WORK REQUIRED –
Could you reproduce every record below exactly as it stands?

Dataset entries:

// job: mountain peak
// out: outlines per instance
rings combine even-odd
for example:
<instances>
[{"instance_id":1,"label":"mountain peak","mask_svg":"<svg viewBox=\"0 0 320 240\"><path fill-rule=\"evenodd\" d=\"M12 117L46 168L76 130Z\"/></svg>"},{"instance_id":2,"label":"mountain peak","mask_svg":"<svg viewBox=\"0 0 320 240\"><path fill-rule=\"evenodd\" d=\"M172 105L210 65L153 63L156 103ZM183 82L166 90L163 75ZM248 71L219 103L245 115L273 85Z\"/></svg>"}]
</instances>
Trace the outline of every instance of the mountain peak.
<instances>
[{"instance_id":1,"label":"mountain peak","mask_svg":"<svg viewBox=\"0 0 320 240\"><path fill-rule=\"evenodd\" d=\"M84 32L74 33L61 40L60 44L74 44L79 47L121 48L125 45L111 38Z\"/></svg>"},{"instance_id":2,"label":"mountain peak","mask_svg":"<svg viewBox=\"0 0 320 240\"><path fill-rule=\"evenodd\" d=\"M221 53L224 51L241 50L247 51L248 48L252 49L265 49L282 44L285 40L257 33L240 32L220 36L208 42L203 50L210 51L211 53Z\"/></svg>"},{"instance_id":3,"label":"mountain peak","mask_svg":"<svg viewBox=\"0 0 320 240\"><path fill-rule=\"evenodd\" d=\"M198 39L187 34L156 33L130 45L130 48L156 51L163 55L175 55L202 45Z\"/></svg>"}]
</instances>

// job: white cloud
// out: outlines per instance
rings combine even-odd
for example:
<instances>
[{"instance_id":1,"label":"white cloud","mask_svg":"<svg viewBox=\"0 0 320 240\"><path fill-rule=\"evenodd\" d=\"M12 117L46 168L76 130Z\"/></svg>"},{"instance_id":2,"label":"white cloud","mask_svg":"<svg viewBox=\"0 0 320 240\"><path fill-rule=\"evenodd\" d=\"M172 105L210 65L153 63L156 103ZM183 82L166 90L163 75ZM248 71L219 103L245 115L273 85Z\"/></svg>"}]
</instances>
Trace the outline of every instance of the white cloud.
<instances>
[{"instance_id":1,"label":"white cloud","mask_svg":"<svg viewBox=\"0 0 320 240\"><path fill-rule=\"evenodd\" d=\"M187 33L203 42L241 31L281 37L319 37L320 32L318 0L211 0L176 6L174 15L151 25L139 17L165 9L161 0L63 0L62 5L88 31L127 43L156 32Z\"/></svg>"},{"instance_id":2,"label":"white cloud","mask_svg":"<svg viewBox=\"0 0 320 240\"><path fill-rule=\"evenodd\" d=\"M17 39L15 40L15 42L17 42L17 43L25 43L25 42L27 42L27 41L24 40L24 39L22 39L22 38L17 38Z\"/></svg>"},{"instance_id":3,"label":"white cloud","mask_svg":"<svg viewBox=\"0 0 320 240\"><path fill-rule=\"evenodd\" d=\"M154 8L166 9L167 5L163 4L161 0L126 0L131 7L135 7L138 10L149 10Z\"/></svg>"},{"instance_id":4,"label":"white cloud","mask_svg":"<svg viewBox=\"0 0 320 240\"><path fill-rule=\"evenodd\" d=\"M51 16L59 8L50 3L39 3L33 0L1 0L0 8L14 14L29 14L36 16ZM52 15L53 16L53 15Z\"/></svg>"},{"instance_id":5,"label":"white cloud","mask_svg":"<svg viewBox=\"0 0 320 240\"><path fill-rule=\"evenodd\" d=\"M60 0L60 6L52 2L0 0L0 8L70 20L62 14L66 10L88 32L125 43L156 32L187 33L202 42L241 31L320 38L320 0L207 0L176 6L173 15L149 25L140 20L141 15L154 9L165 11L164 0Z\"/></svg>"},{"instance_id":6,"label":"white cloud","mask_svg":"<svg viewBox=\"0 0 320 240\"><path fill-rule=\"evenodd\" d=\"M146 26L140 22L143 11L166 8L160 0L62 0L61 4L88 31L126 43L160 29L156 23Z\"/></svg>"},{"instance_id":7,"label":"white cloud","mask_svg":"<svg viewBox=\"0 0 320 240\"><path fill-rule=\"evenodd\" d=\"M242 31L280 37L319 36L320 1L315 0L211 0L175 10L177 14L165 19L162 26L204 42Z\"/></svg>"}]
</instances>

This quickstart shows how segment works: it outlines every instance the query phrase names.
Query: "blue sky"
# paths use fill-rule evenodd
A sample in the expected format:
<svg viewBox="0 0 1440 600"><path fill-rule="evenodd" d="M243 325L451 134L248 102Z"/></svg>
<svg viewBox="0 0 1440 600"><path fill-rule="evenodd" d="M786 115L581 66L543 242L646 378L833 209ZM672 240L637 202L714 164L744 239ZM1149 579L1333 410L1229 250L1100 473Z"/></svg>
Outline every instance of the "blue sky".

EXPECTED ANSWER –
// job: mountain peak
// out: outlines per instance
rings combine even-odd
for example:
<instances>
[{"instance_id":1,"label":"mountain peak","mask_svg":"<svg viewBox=\"0 0 320 240\"><path fill-rule=\"evenodd\" d=\"M12 117L46 168L76 130Z\"/></svg>"},{"instance_id":2,"label":"mountain peak","mask_svg":"<svg viewBox=\"0 0 320 240\"><path fill-rule=\"evenodd\" d=\"M172 105L210 65L153 63L156 103ZM183 82L166 90L163 75ZM248 71L219 103L245 115L273 85Z\"/></svg>"}]
</instances>
Trace the outline of every instance of the mountain peak.
<instances>
[{"instance_id":1,"label":"mountain peak","mask_svg":"<svg viewBox=\"0 0 320 240\"><path fill-rule=\"evenodd\" d=\"M84 32L74 33L61 40L60 44L74 44L79 47L121 48L125 45L111 38Z\"/></svg>"},{"instance_id":2,"label":"mountain peak","mask_svg":"<svg viewBox=\"0 0 320 240\"><path fill-rule=\"evenodd\" d=\"M221 53L224 51L241 50L247 51L248 48L252 49L265 49L282 44L285 40L257 33L240 32L220 36L208 42L203 50L210 51L211 53Z\"/></svg>"},{"instance_id":3,"label":"mountain peak","mask_svg":"<svg viewBox=\"0 0 320 240\"><path fill-rule=\"evenodd\" d=\"M198 39L187 34L156 33L130 45L130 48L156 51L163 55L175 55L202 45Z\"/></svg>"}]
</instances>

// job: white cloud
// out: outlines per instance
rings combine even-odd
for example:
<instances>
[{"instance_id":1,"label":"white cloud","mask_svg":"<svg viewBox=\"0 0 320 240\"><path fill-rule=\"evenodd\" d=\"M12 117L46 168L76 130Z\"/></svg>"},{"instance_id":2,"label":"white cloud","mask_svg":"<svg viewBox=\"0 0 320 240\"><path fill-rule=\"evenodd\" d=\"M172 105L210 65L153 63L156 103ZM183 82L166 90L163 75ZM248 71L219 103L245 115L273 85Z\"/></svg>"}]
</instances>
Trace the outline of every instance of the white cloud.
<instances>
[{"instance_id":1,"label":"white cloud","mask_svg":"<svg viewBox=\"0 0 320 240\"><path fill-rule=\"evenodd\" d=\"M187 33L203 42L241 31L281 37L319 37L320 32L318 0L211 0L176 6L174 15L151 25L139 17L165 9L161 0L63 0L62 5L88 31L127 43L156 32Z\"/></svg>"},{"instance_id":2,"label":"white cloud","mask_svg":"<svg viewBox=\"0 0 320 240\"><path fill-rule=\"evenodd\" d=\"M17 39L15 40L15 42L17 42L17 43L25 43L25 42L27 42L27 41L24 40L24 39L22 39L22 38L17 38Z\"/></svg>"},{"instance_id":3,"label":"white cloud","mask_svg":"<svg viewBox=\"0 0 320 240\"><path fill-rule=\"evenodd\" d=\"M154 8L166 9L167 5L163 4L161 0L126 0L131 7L135 7L138 10L149 10Z\"/></svg>"},{"instance_id":4,"label":"white cloud","mask_svg":"<svg viewBox=\"0 0 320 240\"><path fill-rule=\"evenodd\" d=\"M51 16L59 8L50 3L39 3L33 0L1 0L0 8L14 14L29 14L36 16ZM52 15L53 16L53 15Z\"/></svg>"},{"instance_id":5,"label":"white cloud","mask_svg":"<svg viewBox=\"0 0 320 240\"><path fill-rule=\"evenodd\" d=\"M60 0L60 6L52 2L0 0L0 8L70 20L62 14L66 10L88 32L125 43L156 32L187 33L202 42L241 31L320 38L320 0L207 0L176 6L173 15L149 25L140 20L141 15L154 9L165 11L164 0Z\"/></svg>"},{"instance_id":6,"label":"white cloud","mask_svg":"<svg viewBox=\"0 0 320 240\"><path fill-rule=\"evenodd\" d=\"M146 26L140 22L143 11L166 8L160 0L62 0L61 4L88 31L126 43L160 29L156 23Z\"/></svg>"},{"instance_id":7,"label":"white cloud","mask_svg":"<svg viewBox=\"0 0 320 240\"><path fill-rule=\"evenodd\" d=\"M242 31L280 37L319 36L320 1L315 0L211 0L175 10L177 14L165 19L162 26L204 42Z\"/></svg>"}]
</instances>

This quickstart shows how segment works: it outlines every instance the query phrase names.
Query: "blue sky"
# paths use fill-rule evenodd
A sample in the expected format:
<svg viewBox="0 0 1440 600"><path fill-rule="evenodd" d="M243 325L451 134L248 102Z"/></svg>
<svg viewBox="0 0 1440 600"><path fill-rule="evenodd" d="M786 115L581 66L543 242L646 378L833 209ZM672 240L637 202L714 164L744 239ZM1149 579L1333 410L1229 250L1100 473Z"/></svg>
Outline every instance of the "blue sky".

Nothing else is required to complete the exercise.